WHAT IS EXPECTED:
The answer must consist of every line below containing "each".

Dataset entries
┄┄┄┄┄┄┄┄┄┄
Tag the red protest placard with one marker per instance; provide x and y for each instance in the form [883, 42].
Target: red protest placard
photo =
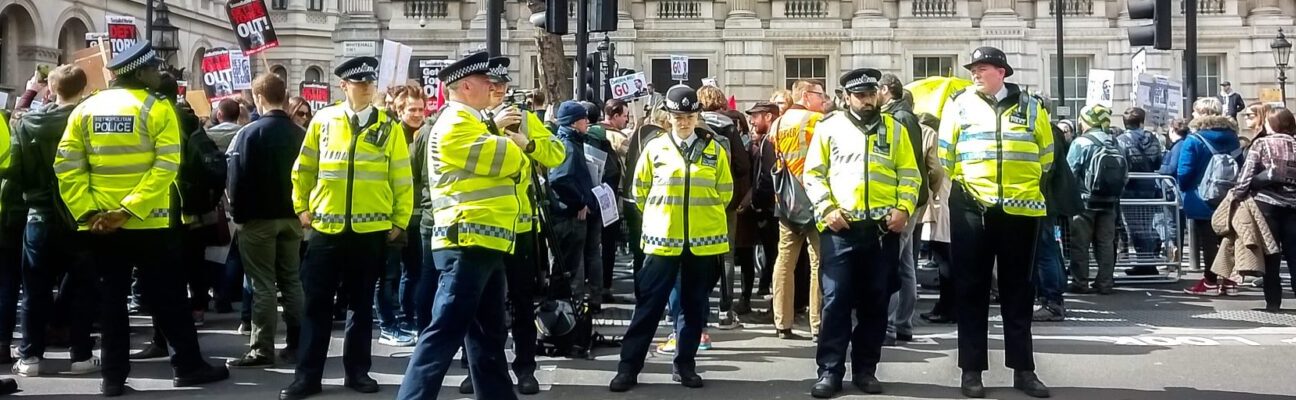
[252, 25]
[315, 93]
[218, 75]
┄┄┄┄┄┄┄┄┄┄
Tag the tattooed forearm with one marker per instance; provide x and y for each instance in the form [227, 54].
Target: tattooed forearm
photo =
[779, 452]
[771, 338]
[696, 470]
┄┄┄┄┄┄┄┄┄┄
ANSWER TO THE PROBLEM:
Tag the red protest placard with one marker per instance; provide x and y for each instance in the form [883, 42].
Tag the tattooed forearm with one marker per instance; provide x and y for each instance in the form [227, 54].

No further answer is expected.